◆ DOCUMENT EXTRACT:
• • • •

Regulations provide structure and consistency in a children‘s service. Regulations are unique to each state and territory and set the minimum standards for the provision of child care services.

In general, the minimum standards refer to:

  • the minimum staffing levels and qualifications
  • ensuring the centre is safe and well maintained (equipment and premises)
  • administrative requirements
  • health (including infection control)
  • safety of children and staff (risk reduction)
  • programming requirements to ensure the program caters to the needs and interests of each individual child enrolled in the service



In each workplace, a set of guidelines or safe work practice procedures are established, so that all staff and clients remain safe and staff are able to assess any risks that could occur. The objective of any workplace health and safety Act ‘is to prevent a person’s death, injury or illness being caused at a workplace, by workplace activities.’

It is important for you to familiarise yourself with the relevant Child Care Regulations in your state or territory. You should be able to access your own copy of the relevant Childcare Regulations on state government websites.

• • • •

◆ TASK LIST:
A) Translate this sentence from the child care regulations passage into Spanish: "Regulations are unique to each state and territory and set the minimum standards for the provision of child care services."
B) Reproduce the section of the child care regulations passage that opens with the words "In each workplace, a" and closes with "state government websites.", without changing anything.
C) Carry the child care regulations passage forward from its final sentence, keeping its technical voice.

• • • •

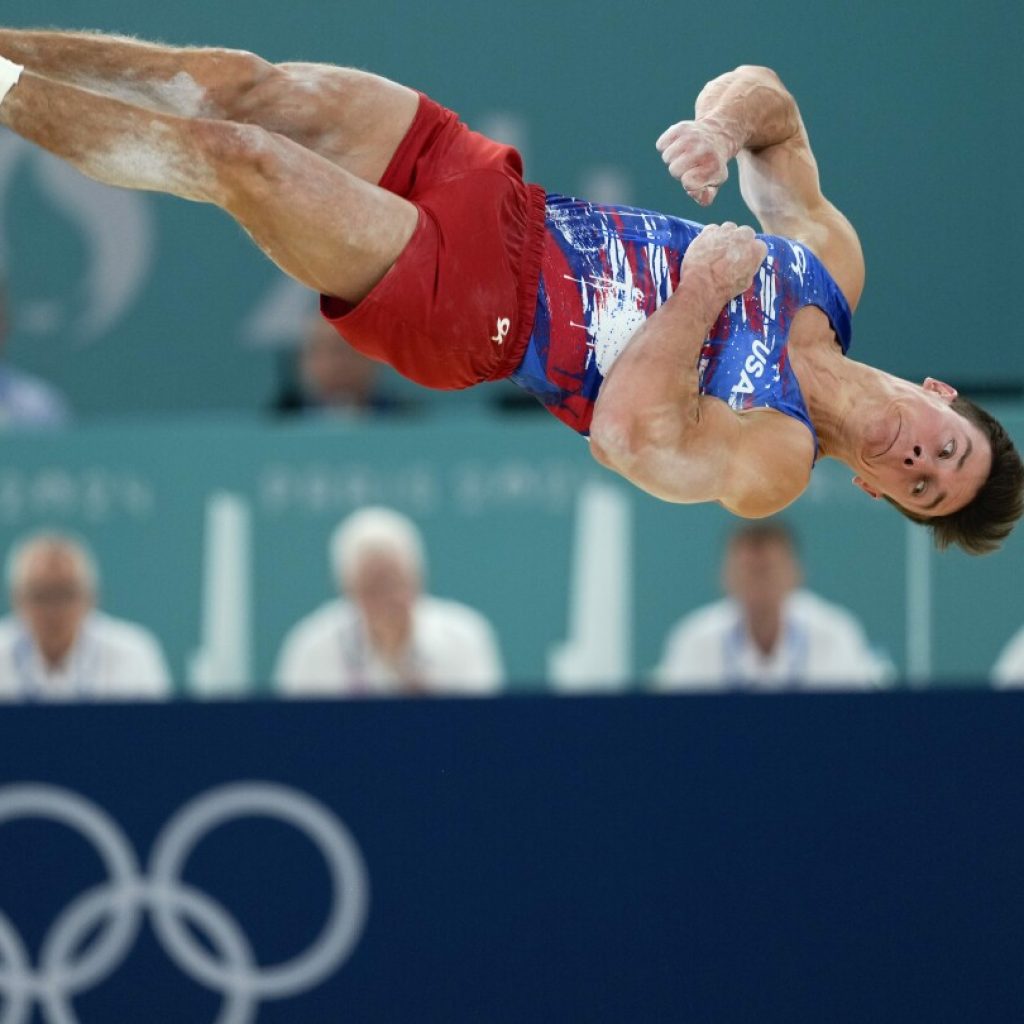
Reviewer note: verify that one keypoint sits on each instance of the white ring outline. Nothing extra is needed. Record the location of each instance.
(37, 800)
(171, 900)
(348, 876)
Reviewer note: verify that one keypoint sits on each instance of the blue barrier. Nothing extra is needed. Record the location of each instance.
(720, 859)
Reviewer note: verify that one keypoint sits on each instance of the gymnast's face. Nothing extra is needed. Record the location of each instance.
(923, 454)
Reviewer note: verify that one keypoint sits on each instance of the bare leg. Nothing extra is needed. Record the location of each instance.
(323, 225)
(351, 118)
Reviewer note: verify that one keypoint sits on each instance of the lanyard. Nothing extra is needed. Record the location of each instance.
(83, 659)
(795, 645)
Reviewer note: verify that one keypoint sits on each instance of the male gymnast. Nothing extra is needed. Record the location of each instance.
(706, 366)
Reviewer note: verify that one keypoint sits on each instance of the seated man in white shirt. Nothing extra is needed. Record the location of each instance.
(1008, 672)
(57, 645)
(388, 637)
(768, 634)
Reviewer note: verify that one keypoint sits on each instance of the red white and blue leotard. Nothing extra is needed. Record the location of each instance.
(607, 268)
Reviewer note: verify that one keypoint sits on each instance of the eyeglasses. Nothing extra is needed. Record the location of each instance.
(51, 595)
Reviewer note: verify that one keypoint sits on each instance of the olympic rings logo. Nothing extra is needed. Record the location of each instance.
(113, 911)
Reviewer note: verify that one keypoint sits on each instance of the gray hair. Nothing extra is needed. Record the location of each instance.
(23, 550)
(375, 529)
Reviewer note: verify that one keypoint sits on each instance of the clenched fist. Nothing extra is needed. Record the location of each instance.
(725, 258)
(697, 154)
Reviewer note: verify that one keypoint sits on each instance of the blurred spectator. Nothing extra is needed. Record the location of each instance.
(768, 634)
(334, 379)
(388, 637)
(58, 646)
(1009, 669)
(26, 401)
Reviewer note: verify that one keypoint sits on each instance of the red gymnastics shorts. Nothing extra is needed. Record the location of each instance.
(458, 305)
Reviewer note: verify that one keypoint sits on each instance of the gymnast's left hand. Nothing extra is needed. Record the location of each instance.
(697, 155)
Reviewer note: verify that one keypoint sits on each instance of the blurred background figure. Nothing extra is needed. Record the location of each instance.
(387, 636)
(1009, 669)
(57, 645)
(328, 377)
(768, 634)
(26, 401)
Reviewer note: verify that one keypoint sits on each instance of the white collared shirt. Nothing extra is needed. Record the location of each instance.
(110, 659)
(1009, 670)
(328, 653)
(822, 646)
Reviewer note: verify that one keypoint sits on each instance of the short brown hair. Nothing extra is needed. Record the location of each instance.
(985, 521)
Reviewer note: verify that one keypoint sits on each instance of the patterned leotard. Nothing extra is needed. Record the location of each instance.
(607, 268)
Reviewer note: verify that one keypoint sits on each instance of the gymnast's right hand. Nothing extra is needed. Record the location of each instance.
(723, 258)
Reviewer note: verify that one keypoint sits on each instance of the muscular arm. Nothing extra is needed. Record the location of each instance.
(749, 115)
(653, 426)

• • • •

◆ EXPECTED RESULTS:
A) Las normativas son propias de cada estado y territorio y establecen los estándares mínimos para la prestación de servicios de cuidado infantil.

B)
In each workplace, a set of guidelines or safe work practice procedures are established, so that all staff and clients remain safe and staff are able to assess any risks that could occur. The objective of any workplace health and safety Act ‘is to prevent a person’s death, injury or illness being caused at a workplace, by workplace activities.’

It is important for you to familiarise yourself with the relevant Child Care Regulations in your state or territory. You should be able to access your own copy of the relevant Childcare Regulations on state government websites.

C)
In the same way that Regulations are unique to each state and territory, policies and procedures are unique to each service. A policy is a deliberate plan of action to guide decisions and achieve rational outcomes. In relation to a children‘s service, the outcomes in the policies and procedures are based on the legislative requirements and government standards. Policies and procedures ensure consistency in practice: they ensure that processes are completed consistently and correctly in alignment with legislative requirements.

The relationship between legislation, Regulations and policies and procedures can be demonstrated as such:


Policies and procedures are developed because there needs to be a process in place. They include, for example, a consistent and compliant process for: hand washing, nappy changing, reporting of harm or suspected harm (mandatory reporting) confidentiality, and bottle feeding.

Locate and list five (5) policies and the accompanying procedures from your workplace.


It is your responsibility as an early childhood professional to be aware of the relevant Childcare Regulations and organisational policies and procedures, and also your position description, as these create structure, organisation and consistency in workplace practice. You wouldn’t drive a car without knowing how the vehicle works or without knowledge of the road rules — similarly, when working in a children‘s service, you need to be familiar with the ‘workings‘ of the service and the laws that govern the service.


In January, 2011, the first National Legislation for early childhood education and care, Education and Care Services was implemented.

The Education and Care Services National Law Act replaced current state and territory licensing and regulation processes, incorporating an Act and Regulations to underpin the National Quality Standard.

National Quality Standard (NQS) For the first time, Australia has a National Quality Standard that is linked to a national learning framework which recognises that children learn from birth.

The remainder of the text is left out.